## Work to be completed
Express each line of the material below as one string in a JSON list, skipping blank lines and leaving out the pictures.

### Material shown ###

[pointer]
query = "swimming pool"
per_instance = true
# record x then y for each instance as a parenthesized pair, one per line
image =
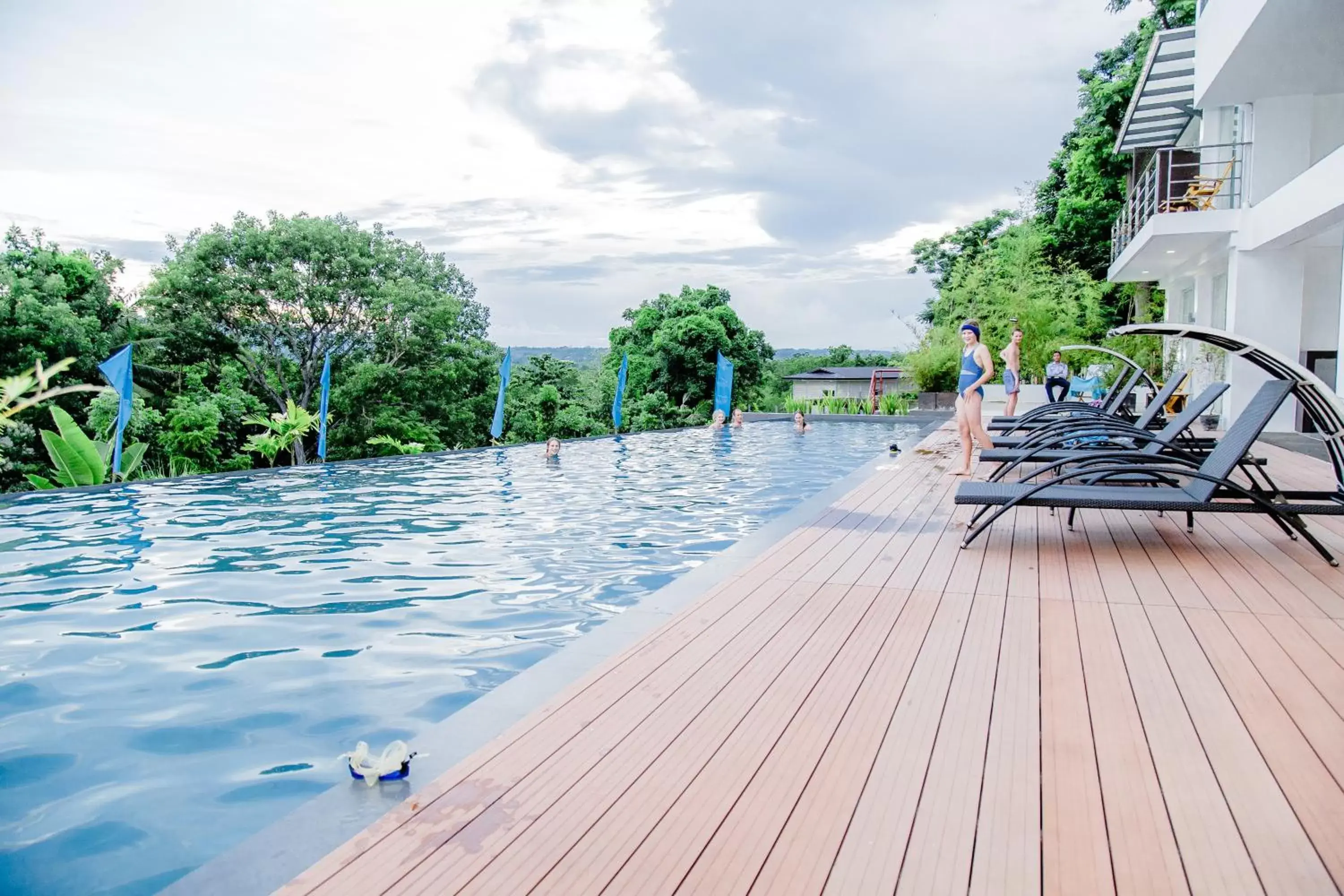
(181, 663)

###

## Output below
[
  "[pointer]",
  "query = \"swimming pool\"",
  "per_instance = true",
  "# record x then y for each instance as a parenthesized pair, one per line",
  "image =",
  "(181, 663)"
]